Written request: Reproduce the data below word for word, leaving the pictures out of your answer.

Dataset records:
────
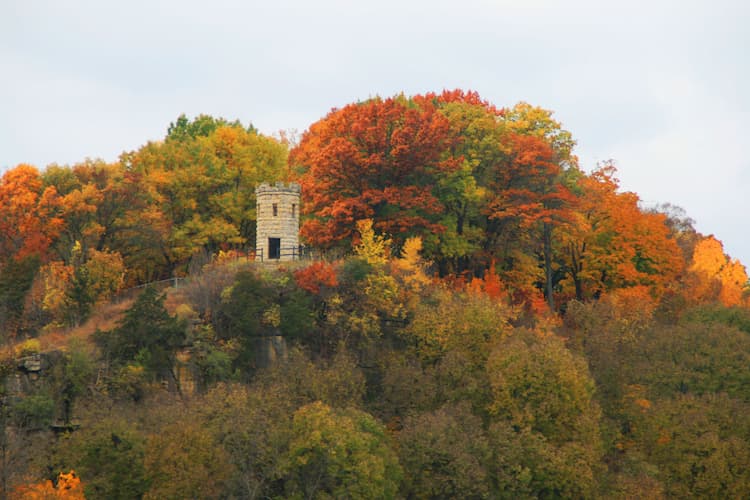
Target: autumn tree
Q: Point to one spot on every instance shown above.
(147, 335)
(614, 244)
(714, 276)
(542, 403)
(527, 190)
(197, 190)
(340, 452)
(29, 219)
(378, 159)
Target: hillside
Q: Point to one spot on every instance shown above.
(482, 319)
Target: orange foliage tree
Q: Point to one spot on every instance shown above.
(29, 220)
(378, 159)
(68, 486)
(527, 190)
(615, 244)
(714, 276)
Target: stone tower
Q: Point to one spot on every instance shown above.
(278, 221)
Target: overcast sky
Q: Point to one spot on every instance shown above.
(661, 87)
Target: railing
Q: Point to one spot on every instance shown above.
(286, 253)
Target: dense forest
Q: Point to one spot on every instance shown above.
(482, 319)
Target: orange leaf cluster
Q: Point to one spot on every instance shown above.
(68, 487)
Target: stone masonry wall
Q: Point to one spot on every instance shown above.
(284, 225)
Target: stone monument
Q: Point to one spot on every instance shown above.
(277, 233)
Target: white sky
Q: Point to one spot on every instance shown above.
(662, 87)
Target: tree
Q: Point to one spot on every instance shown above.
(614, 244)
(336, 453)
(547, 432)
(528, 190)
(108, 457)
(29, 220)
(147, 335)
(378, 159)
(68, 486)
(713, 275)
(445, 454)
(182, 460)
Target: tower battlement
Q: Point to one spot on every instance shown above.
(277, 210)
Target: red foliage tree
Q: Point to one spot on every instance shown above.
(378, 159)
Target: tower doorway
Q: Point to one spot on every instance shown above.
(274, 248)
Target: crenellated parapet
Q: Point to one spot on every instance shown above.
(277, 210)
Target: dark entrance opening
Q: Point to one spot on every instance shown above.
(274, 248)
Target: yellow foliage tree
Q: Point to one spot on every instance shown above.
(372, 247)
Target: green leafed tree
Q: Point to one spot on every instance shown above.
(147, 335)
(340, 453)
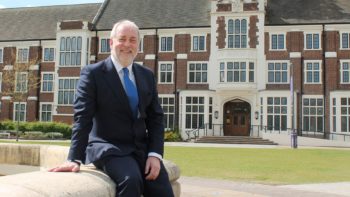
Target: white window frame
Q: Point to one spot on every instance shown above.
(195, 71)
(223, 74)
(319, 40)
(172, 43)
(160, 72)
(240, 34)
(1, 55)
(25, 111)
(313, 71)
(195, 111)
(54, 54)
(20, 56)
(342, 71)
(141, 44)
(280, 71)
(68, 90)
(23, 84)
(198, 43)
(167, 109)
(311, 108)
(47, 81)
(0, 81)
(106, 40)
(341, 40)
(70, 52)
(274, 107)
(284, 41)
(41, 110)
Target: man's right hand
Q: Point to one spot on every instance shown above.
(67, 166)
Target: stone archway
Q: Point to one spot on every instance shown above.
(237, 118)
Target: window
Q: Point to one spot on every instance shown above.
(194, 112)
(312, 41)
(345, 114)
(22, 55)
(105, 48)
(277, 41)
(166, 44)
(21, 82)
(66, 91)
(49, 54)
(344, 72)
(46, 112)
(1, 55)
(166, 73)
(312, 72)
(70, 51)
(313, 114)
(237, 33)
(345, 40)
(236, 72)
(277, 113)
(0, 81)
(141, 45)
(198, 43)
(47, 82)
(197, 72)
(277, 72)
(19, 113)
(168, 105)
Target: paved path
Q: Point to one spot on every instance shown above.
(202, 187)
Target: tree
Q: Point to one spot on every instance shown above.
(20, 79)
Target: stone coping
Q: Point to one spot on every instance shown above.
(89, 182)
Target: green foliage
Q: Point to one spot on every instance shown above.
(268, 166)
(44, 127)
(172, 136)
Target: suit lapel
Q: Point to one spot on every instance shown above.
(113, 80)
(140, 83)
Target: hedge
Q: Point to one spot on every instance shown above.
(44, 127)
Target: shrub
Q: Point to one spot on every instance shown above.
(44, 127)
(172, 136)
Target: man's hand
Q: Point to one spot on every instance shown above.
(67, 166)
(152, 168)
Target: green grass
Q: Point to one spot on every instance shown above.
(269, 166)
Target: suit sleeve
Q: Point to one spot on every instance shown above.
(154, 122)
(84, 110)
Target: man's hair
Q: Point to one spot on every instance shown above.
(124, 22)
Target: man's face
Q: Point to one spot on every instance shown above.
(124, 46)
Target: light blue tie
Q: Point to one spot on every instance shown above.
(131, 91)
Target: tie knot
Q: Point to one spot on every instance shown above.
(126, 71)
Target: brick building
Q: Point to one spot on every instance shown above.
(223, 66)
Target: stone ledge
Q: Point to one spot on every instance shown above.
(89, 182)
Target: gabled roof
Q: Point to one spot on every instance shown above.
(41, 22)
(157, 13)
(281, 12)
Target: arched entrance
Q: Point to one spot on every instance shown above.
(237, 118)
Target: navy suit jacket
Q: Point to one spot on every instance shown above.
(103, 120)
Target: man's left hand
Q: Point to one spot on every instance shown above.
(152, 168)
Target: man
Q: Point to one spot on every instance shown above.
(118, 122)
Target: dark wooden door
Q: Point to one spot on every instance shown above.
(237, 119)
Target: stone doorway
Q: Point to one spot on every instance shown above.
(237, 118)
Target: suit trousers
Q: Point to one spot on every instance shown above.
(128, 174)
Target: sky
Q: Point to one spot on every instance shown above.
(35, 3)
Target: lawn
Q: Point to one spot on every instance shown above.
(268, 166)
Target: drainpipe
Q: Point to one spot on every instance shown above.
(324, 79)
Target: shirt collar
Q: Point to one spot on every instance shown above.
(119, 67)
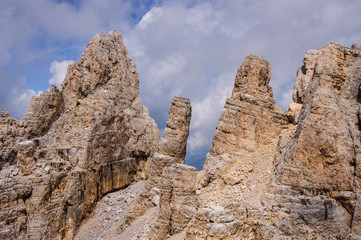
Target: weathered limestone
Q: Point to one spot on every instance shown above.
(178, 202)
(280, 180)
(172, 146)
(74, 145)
────
Full solution:
Target: autumn tree
Q: Point to one spot on every instance shown above.
(147, 335)
(614, 244)
(714, 276)
(542, 403)
(527, 190)
(197, 190)
(340, 452)
(29, 219)
(378, 159)
Target: hillside
Q: Point to one spot on every instance shown above.
(482, 319)
Target: orange foliage tree
Q: Point to one spot on every instance shown above.
(29, 220)
(378, 159)
(68, 486)
(527, 190)
(615, 244)
(714, 276)
Target: stone tower
Q: Point to one spot on every instance shown above.
(278, 221)
Target: overcast sky
Q: Point to one spot on every instance shown above.
(661, 87)
Target: railing
Q: Point to one spot on every instance shown above.
(286, 253)
Target: dense forest
Q: Point to one spot on every instance shown above.
(482, 319)
Target: orange leaf cluster
Q: Point to one spot on every instance shown above.
(68, 487)
Target: stone masonry wall
Q: Point to one spot on every instance shown above.
(284, 225)
Target: stone monument
Q: Point to one spot on every instance shown above.
(277, 233)
Target: white sky
Q: Point to one spot on every instance shown above.
(662, 87)
Target: tree
Q: Point to one spot on every instance shown above.
(614, 244)
(336, 453)
(547, 432)
(528, 190)
(108, 457)
(29, 220)
(147, 335)
(378, 159)
(68, 486)
(713, 275)
(445, 454)
(182, 460)
Target: tower battlement
Q: Point to one spot on every instance shown above.
(277, 210)
Target: red foliage tree
Q: Point to one spot on every instance shown above.
(378, 159)
Target: tower doorway
Q: Point to one spot on every instance shown above.
(274, 248)
Target: crenellated parapet
Q: Point to one spot on every instance shown above.
(277, 210)
Target: dark entrance opening
Q: Point to one spot on every instance shown above.
(274, 248)
Target: yellow foliage tree
Q: Point to one spot on every instance shown above.
(372, 247)
Target: green leafed tree
Q: Point to one spot on every instance shown above.
(147, 335)
(340, 453)
Target: white window frame
Q: Point to one spot on every instance shown above.
(195, 71)
(223, 74)
(319, 40)
(172, 43)
(160, 72)
(240, 34)
(1, 55)
(25, 111)
(313, 71)
(195, 111)
(54, 54)
(20, 56)
(342, 71)
(141, 44)
(280, 71)
(68, 90)
(23, 84)
(198, 43)
(167, 109)
(311, 108)
(47, 81)
(0, 81)
(106, 40)
(341, 40)
(70, 52)
(274, 107)
(284, 41)
(41, 110)
Target: man's right hand
Q: Point to one spot on every instance shown above.
(67, 166)
Target: stone archway
Q: Point to one spot on every instance shown above.
(237, 118)
Target: window
Q: Point to one spot on every instance shown above.
(194, 112)
(312, 41)
(345, 114)
(22, 55)
(105, 48)
(277, 41)
(166, 44)
(21, 82)
(66, 91)
(49, 54)
(344, 72)
(46, 112)
(1, 55)
(166, 73)
(312, 72)
(70, 51)
(313, 114)
(237, 33)
(345, 40)
(236, 72)
(277, 113)
(0, 81)
(141, 45)
(198, 43)
(47, 82)
(197, 72)
(277, 72)
(19, 113)
(168, 105)
Target: paved path
Q: Point to one spot on every instance shown above.
(202, 187)
Target: tree
Q: Point to one spot on every instance shown above.
(20, 79)
Target: stone coping
Q: Point to one spot on every instance shown above.
(89, 182)
Target: green foliage
Q: Point to one spot on every instance shown above.
(268, 166)
(44, 127)
(172, 136)
Target: suit lapel
Q: Point to one spot on every instance shown above.
(113, 80)
(140, 83)
Target: hedge
Q: Point to one spot on every instance shown above.
(44, 127)
Target: shrub
Q: Point to one spot on every instance shown above.
(44, 127)
(172, 136)
Target: man's hand
Q: Point to one spot on every instance shown above.
(67, 166)
(152, 168)
Target: green grass
Q: Point to one spot on every instance shown above.
(269, 166)
Target: suit sleeve
Q: Point to one spot on every instance shown above.
(154, 122)
(84, 110)
Target: man's hair
Q: Point to one spot on every instance shown above.
(124, 22)
Target: man's face
Q: Point to one spot on every instance shown above.
(124, 46)
Target: light blue tie
Q: Point to one spot on every instance shown above.
(131, 91)
Target: tie knot
Q: Point to one spot on every instance shown above.
(126, 71)
Target: brick building
Q: Point to one spot on every instance shown above.
(223, 66)
Target: stone ledge
Q: Point to one spot on every instance shown above.
(89, 182)
Target: gabled roof
Q: Point to one spot on every instance shown above.
(41, 22)
(157, 13)
(281, 12)
Target: arched entrance
Q: Point to one spot on every instance shown above.
(237, 118)
Target: navy suit jacket
Q: Point to one spot on every instance shown above.
(103, 120)
Target: man's left hand
Q: Point to one spot on every instance shown above.
(152, 168)
Target: man
Q: Point to one spot on every instance shown above.
(118, 122)
Target: dark wooden door
Q: Point to one spot on every instance shown above.
(237, 119)
Target: stone doorway
Q: Point to one spot on every instance shown above.
(237, 118)
Target: suit trousers
Q: Point to one spot on every instance shown above.
(128, 174)
Target: sky
Q: Point to one spot on every instance shown above.
(35, 3)
Target: lawn
Q: Point to one spot on every instance shown above.
(268, 166)
Target: drainpipe
Q: Point to one spot on every instance shown above.
(324, 79)
Target: shirt collar
Q: Point to one spot on every instance shown above.
(119, 67)
Target: weathered limestone
Q: Point to one spot on every instance shown above.
(178, 202)
(280, 180)
(172, 146)
(74, 145)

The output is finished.